What the task asks
Copy out, exactly as given, every line from the line with "Practice: locate the cloud" to the end of the listing, both of those lines included.

__________

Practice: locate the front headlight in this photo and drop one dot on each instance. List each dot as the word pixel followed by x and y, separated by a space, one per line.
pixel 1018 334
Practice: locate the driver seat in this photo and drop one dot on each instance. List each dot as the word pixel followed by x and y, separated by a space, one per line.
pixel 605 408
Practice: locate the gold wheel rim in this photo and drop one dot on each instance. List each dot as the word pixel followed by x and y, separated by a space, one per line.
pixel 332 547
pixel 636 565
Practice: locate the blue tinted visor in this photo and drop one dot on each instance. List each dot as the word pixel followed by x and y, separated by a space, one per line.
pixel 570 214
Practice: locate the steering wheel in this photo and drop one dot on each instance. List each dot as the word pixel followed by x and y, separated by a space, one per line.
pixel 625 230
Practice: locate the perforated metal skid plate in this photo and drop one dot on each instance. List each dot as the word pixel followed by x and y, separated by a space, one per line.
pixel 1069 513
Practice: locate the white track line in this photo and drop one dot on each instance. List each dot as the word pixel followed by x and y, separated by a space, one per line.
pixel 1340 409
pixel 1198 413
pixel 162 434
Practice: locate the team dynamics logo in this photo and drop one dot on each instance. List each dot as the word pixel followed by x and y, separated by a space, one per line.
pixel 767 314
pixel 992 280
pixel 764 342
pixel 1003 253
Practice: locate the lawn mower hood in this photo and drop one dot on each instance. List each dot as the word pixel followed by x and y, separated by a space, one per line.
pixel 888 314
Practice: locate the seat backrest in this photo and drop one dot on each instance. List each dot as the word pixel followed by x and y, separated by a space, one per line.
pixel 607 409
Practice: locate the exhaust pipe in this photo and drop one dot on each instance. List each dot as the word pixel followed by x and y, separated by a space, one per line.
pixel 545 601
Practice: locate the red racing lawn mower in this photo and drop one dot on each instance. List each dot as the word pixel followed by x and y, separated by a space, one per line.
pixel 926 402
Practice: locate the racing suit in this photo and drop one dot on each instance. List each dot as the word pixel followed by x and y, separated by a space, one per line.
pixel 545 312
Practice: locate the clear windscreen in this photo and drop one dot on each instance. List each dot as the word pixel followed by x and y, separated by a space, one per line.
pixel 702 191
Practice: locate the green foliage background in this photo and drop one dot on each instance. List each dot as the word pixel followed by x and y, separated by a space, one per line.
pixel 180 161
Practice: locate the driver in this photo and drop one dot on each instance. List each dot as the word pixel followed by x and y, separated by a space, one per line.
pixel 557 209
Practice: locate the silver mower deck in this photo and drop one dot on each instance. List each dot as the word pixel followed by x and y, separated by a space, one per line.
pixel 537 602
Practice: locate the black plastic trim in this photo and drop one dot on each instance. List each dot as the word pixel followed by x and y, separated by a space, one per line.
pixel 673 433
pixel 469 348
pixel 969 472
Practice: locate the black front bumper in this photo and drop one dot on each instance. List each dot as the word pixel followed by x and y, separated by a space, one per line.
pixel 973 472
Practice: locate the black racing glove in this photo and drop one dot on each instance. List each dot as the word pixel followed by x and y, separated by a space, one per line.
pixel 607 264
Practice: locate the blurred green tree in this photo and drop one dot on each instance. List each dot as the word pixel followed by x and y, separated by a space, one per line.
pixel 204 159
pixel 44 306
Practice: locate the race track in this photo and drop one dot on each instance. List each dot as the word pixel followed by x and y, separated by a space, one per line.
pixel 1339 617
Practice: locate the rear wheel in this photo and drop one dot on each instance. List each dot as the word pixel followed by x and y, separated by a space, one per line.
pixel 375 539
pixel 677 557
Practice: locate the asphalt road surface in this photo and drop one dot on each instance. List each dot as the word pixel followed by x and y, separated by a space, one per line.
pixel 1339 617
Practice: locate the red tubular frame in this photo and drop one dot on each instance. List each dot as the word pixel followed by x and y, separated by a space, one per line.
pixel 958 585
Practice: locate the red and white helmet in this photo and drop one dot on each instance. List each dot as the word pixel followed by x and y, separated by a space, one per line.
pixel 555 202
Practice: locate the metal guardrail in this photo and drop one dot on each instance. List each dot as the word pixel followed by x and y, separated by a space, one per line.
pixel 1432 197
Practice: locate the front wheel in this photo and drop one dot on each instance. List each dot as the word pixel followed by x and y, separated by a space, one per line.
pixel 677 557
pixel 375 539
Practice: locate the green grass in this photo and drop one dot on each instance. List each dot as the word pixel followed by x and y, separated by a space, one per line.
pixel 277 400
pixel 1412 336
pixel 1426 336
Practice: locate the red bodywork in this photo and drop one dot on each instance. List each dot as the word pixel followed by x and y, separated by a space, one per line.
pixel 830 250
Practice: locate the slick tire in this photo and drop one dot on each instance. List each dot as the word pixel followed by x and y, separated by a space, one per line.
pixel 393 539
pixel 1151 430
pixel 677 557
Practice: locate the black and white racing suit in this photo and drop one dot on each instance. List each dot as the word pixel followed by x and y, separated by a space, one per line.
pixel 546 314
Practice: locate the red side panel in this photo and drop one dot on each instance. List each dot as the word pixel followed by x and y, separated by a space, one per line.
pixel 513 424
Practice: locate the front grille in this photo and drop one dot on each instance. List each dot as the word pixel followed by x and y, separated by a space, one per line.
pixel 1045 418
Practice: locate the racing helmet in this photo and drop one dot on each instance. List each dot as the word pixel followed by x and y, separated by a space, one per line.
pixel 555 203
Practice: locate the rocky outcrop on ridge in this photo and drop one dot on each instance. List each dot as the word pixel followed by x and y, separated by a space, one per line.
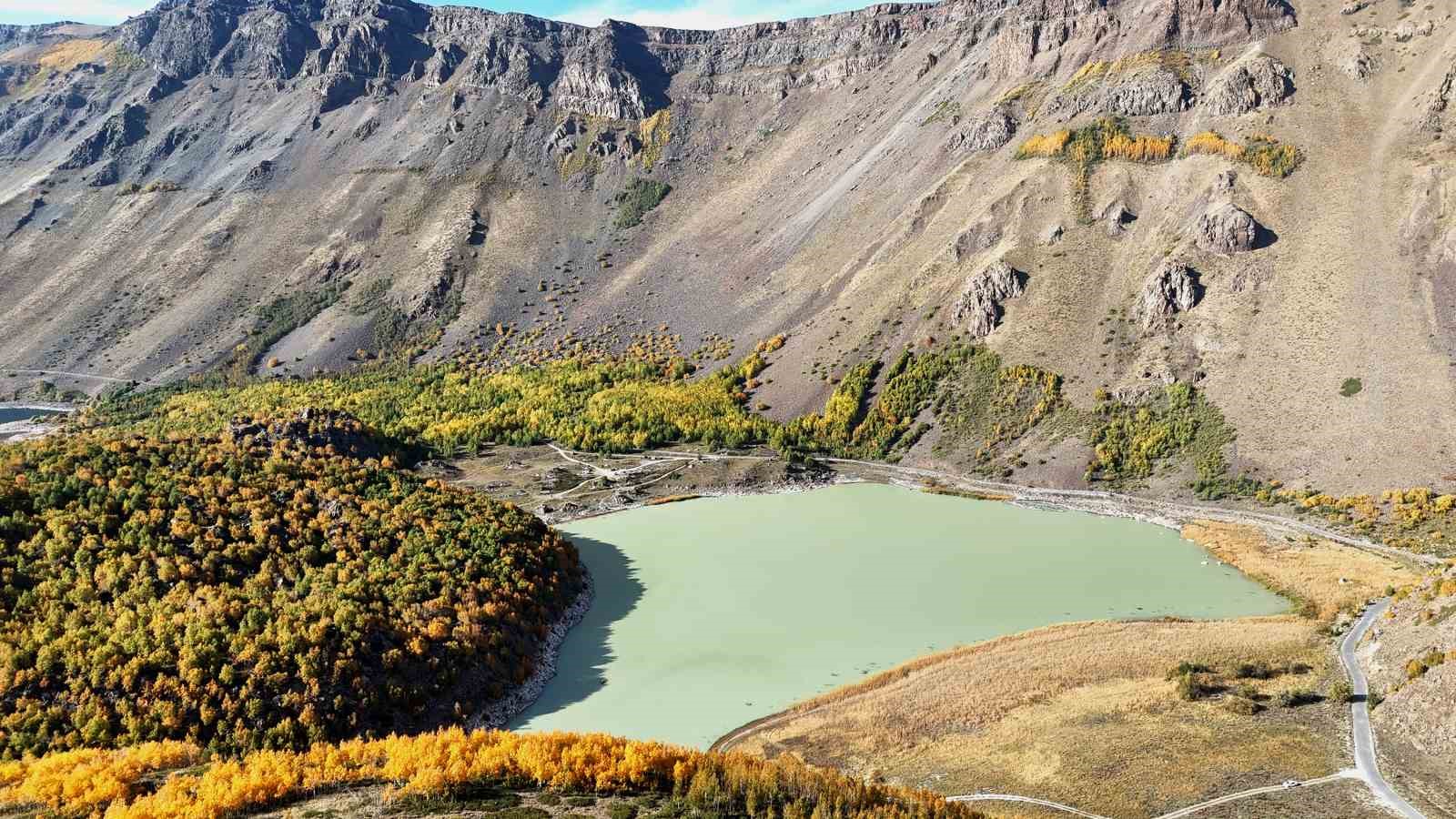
pixel 1171 288
pixel 979 309
pixel 1227 229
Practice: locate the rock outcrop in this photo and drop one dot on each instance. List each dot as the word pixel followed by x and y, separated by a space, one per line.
pixel 1227 229
pixel 1169 290
pixel 1116 217
pixel 989 131
pixel 114 136
pixel 1249 85
pixel 979 308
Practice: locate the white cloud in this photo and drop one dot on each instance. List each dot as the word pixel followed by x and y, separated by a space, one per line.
pixel 104 12
pixel 701 15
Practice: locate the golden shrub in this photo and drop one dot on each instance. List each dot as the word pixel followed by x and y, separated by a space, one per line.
pixel 448 758
pixel 1213 145
pixel 1045 145
pixel 1138 149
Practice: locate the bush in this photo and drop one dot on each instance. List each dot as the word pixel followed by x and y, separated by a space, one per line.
pixel 1296 697
pixel 1254 671
pixel 1187 668
pixel 1193 687
pixel 437 763
pixel 1242 705
pixel 640 197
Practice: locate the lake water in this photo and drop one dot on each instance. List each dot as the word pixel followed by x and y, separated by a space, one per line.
pixel 18 414
pixel 713 612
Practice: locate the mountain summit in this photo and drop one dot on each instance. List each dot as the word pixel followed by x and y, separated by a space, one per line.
pixel 1264 213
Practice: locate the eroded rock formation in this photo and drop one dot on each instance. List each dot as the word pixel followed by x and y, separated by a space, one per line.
pixel 1249 85
pixel 979 308
pixel 1227 229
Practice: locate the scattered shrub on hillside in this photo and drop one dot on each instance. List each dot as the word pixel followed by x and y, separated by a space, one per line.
pixel 1271 157
pixel 1296 697
pixel 1130 440
pixel 603 405
pixel 1213 145
pixel 1085 147
pixel 1426 662
pixel 1194 687
pixel 436 763
pixel 1242 705
pixel 255 591
pixel 1187 668
pixel 1138 149
pixel 1266 155
pixel 638 198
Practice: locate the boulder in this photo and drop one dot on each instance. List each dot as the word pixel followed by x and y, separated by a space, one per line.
pixel 1249 85
pixel 1227 229
pixel 1116 217
pixel 980 303
pixel 987 131
pixel 1171 288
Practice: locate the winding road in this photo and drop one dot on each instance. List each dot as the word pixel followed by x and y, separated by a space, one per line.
pixel 65 373
pixel 1172 515
pixel 1368 765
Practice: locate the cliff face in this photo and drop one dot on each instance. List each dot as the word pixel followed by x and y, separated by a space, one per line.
pixel 427 174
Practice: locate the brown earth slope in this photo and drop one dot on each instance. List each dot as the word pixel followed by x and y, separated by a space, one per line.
pixel 426 174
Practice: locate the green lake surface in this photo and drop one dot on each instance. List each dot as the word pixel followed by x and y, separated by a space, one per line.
pixel 22 413
pixel 713 612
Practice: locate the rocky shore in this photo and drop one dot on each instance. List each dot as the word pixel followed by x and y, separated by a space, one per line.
pixel 509 707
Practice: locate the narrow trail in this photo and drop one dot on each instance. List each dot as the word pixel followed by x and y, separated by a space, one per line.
pixel 66 373
pixel 1026 800
pixel 1191 809
pixel 1368 765
pixel 1172 515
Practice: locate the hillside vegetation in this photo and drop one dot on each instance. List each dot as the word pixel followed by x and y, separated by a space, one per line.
pixel 257 589
pixel 123 783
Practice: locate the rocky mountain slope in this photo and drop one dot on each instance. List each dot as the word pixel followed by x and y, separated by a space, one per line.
pixel 328 178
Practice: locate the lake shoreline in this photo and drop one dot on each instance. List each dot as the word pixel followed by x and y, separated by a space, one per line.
pixel 967 561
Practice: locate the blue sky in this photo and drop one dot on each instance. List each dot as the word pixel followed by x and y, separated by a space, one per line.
pixel 679 14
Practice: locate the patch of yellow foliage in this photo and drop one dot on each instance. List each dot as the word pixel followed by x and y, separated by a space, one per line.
pixel 1213 145
pixel 437 761
pixel 89 777
pixel 1138 149
pixel 1169 60
pixel 66 56
pixel 1045 145
pixel 655 131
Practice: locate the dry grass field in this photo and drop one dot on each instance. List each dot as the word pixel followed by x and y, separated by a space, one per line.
pixel 1079 713
pixel 1088 714
pixel 1318 573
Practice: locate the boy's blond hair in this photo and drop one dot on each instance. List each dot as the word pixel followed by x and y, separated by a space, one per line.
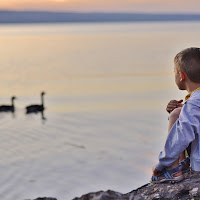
pixel 188 61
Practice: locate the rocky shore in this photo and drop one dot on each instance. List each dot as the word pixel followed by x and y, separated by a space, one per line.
pixel 189 188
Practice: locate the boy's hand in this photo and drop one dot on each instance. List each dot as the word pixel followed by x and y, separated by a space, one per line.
pixel 174 104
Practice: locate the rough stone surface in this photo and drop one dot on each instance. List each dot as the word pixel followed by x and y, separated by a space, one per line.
pixel 189 188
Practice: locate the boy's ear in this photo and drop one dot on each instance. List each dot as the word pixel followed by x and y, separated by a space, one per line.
pixel 182 76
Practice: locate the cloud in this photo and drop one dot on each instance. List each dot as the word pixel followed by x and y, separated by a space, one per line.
pixel 157 6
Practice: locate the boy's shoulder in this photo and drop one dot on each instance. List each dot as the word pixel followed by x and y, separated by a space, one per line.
pixel 194 98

__________

Result below
Practice: locate the cloud in this photo and drop one dot on each instance. List each dot as the word pixel followed by x and y, separated by a space, one per line.
pixel 157 6
Practice: locate the boy's shoulder in this photo and drop one dot on each instance. List each dot as the word pixel followed by x and y, separated by a space, one per line.
pixel 194 98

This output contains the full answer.